(Dataset rows on where objects appear)
<<<<

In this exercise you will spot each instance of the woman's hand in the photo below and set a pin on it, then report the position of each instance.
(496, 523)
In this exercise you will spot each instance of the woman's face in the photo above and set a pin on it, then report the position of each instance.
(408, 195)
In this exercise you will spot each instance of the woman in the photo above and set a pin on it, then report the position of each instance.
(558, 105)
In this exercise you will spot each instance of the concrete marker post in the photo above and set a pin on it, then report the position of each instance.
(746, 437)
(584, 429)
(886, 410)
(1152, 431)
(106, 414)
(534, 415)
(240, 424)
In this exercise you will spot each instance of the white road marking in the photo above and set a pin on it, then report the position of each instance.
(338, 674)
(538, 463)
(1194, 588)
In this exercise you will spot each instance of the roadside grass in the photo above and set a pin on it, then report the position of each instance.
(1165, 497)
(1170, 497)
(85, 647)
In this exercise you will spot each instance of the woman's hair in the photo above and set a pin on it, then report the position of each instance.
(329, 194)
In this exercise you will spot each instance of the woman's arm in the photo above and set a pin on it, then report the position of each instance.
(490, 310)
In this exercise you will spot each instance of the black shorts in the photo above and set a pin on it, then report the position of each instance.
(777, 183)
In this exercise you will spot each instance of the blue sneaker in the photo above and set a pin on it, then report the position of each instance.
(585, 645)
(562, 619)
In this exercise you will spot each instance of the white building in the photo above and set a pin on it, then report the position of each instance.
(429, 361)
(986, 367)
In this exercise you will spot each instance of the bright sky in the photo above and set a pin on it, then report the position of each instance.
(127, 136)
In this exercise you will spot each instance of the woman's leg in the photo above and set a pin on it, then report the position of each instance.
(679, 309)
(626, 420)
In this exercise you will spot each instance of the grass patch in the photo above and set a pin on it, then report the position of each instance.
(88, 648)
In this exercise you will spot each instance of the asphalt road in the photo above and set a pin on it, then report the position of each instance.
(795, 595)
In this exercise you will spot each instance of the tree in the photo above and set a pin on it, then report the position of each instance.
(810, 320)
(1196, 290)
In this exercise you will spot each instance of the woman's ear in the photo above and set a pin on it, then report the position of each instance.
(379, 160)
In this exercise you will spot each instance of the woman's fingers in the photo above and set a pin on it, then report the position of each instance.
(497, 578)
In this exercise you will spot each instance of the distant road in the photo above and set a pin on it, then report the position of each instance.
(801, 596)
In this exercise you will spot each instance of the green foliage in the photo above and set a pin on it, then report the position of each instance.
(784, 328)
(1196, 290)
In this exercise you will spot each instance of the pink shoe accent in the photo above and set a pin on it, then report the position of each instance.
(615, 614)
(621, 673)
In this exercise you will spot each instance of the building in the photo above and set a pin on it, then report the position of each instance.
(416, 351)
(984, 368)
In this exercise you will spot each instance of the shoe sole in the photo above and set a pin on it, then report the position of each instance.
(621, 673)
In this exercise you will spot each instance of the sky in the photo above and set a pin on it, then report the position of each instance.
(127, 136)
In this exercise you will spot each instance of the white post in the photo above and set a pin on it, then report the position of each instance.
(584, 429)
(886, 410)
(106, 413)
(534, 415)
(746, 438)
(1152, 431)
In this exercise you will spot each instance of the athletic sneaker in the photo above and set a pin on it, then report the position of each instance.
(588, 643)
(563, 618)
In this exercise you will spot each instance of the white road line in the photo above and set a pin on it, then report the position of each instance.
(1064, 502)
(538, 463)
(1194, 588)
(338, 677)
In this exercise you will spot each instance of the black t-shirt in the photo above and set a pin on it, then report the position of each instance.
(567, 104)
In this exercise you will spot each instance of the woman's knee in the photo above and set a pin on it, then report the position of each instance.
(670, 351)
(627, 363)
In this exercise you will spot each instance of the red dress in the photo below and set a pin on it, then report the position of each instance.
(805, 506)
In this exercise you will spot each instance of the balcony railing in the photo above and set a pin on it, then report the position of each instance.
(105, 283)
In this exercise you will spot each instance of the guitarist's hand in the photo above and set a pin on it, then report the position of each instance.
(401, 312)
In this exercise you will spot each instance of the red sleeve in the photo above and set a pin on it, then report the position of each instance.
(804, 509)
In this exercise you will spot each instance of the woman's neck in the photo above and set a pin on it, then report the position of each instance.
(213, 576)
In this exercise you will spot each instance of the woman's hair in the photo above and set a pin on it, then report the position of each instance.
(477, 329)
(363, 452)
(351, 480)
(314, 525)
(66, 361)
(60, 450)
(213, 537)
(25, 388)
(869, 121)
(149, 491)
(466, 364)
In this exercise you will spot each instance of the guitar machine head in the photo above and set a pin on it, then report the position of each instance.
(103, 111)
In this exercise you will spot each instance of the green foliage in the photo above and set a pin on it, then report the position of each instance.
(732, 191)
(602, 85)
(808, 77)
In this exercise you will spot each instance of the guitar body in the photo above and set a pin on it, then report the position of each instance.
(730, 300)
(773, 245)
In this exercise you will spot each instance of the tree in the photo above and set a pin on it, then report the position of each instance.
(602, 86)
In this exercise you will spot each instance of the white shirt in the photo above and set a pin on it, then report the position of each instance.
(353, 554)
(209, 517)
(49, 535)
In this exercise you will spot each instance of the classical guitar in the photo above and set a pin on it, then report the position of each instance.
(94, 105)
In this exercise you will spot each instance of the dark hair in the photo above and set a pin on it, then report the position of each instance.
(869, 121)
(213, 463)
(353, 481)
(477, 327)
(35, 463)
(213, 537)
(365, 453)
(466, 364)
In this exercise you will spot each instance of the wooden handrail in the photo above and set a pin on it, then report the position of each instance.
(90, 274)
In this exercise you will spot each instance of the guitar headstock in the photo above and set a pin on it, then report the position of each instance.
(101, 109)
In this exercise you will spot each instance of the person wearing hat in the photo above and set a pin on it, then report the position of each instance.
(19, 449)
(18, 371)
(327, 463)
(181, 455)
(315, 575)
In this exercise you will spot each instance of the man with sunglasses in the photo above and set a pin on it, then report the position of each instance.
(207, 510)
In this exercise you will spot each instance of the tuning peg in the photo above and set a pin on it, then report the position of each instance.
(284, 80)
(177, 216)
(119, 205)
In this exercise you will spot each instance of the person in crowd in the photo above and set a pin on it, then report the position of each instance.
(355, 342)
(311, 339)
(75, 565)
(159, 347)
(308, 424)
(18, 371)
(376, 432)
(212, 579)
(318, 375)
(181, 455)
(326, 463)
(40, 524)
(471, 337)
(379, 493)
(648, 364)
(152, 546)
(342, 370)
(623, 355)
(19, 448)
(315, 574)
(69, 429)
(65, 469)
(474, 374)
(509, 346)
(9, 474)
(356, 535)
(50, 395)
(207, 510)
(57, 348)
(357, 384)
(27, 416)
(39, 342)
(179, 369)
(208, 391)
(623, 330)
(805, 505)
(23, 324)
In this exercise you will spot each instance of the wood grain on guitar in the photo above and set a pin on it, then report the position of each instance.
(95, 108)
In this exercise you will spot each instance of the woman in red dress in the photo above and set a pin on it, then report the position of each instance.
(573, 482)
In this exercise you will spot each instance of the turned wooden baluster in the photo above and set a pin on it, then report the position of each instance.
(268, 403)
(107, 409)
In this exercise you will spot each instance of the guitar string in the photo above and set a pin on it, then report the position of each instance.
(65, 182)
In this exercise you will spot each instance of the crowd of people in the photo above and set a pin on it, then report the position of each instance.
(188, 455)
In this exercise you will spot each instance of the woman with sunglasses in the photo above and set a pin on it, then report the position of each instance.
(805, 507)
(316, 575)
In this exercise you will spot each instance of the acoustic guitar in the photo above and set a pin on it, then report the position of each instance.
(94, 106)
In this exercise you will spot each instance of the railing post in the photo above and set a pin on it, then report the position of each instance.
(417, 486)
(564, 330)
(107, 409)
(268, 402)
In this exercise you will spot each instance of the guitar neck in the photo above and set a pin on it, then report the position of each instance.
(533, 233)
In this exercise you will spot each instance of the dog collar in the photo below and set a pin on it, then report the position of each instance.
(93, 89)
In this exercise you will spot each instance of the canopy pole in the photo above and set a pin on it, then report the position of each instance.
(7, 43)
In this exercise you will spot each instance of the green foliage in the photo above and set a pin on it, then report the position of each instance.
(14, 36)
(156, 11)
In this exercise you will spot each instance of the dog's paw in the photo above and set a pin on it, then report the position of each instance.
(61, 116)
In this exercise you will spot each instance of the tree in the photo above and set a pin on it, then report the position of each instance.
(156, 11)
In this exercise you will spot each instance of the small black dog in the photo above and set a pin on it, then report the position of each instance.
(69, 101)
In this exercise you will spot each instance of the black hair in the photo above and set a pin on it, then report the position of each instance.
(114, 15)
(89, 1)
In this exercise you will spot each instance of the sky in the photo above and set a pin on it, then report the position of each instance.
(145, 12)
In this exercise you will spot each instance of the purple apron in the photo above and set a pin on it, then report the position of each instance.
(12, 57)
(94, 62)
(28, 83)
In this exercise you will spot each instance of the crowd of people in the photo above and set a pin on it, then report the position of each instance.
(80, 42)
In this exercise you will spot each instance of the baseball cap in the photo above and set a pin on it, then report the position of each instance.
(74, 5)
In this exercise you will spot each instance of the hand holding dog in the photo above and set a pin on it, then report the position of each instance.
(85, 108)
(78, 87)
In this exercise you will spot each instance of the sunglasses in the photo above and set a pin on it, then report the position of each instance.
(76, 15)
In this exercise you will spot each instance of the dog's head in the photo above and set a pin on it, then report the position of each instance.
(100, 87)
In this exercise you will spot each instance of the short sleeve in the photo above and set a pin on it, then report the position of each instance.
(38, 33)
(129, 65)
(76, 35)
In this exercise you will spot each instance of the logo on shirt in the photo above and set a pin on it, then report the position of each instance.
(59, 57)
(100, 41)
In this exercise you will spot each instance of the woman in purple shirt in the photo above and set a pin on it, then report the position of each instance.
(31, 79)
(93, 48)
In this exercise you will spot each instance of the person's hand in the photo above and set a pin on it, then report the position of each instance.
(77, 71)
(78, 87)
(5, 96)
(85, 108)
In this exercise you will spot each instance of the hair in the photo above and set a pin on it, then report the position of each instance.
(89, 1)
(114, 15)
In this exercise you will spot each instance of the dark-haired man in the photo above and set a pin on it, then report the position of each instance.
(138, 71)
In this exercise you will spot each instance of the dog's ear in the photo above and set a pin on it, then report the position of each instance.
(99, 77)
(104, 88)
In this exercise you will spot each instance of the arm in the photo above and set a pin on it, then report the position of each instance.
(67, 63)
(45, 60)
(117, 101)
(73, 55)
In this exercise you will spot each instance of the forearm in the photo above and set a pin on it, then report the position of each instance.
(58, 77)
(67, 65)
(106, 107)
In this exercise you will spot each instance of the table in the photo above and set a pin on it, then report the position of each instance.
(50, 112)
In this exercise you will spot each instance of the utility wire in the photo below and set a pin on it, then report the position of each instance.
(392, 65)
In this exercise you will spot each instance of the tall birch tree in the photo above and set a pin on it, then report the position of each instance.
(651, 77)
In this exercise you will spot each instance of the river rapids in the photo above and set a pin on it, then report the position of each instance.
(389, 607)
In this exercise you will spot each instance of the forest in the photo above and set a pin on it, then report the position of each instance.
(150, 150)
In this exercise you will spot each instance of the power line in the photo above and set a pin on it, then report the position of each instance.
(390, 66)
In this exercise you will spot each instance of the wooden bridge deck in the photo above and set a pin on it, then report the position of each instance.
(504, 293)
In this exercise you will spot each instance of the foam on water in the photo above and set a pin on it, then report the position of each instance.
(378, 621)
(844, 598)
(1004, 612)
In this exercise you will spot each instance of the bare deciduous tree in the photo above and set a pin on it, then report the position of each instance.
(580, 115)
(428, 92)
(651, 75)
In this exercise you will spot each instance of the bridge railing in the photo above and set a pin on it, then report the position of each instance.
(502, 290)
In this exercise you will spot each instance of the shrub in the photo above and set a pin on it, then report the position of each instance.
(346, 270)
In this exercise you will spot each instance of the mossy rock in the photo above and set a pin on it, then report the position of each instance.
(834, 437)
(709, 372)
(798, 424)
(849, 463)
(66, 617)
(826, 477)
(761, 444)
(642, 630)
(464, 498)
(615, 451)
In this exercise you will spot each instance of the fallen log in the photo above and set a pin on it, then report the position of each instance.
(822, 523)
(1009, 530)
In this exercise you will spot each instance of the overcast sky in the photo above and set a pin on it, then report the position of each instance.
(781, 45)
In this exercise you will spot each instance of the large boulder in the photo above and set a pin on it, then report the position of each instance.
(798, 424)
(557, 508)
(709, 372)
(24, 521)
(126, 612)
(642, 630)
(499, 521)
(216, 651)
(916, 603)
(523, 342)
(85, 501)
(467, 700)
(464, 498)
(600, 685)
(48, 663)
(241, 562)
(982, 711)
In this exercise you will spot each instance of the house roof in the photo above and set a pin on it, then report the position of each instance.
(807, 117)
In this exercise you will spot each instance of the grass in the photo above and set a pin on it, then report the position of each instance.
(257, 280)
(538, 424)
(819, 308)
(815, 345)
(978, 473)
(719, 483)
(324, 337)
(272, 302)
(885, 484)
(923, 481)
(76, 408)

>>>>

*What this task involves:* Make an exact copy of every line from the one with "In this exercise you will spot each instance of the fallen" to the end of the data, with the first and last of those lines included.

*Output below:*
In this exercise you will spot each instance of the fallen log in the photo above and set a pin on it, then report the position of each instance.
(822, 523)
(1009, 530)
In this exercise you will spot each instance of the overcast sky in the photo above and set a pin on it, then report the position of each instance.
(781, 45)
In this exercise you will spot each instance of the large boulder in the photo above and set a pin on it, then report the position of each instance.
(798, 424)
(557, 508)
(709, 372)
(24, 521)
(126, 612)
(642, 630)
(499, 521)
(216, 651)
(916, 603)
(523, 342)
(85, 501)
(467, 700)
(464, 498)
(600, 685)
(48, 663)
(241, 562)
(982, 711)
In this exercise you will spot each instance of the house roof in the photo above and set a pin on it, then report the position of each instance.
(807, 117)
In this exercise you will spot each instance of the grass in the photo above and set a pin on it, then report the position of each instance.
(257, 280)
(538, 424)
(819, 308)
(815, 345)
(978, 473)
(719, 483)
(324, 337)
(272, 302)
(885, 484)
(923, 481)
(76, 408)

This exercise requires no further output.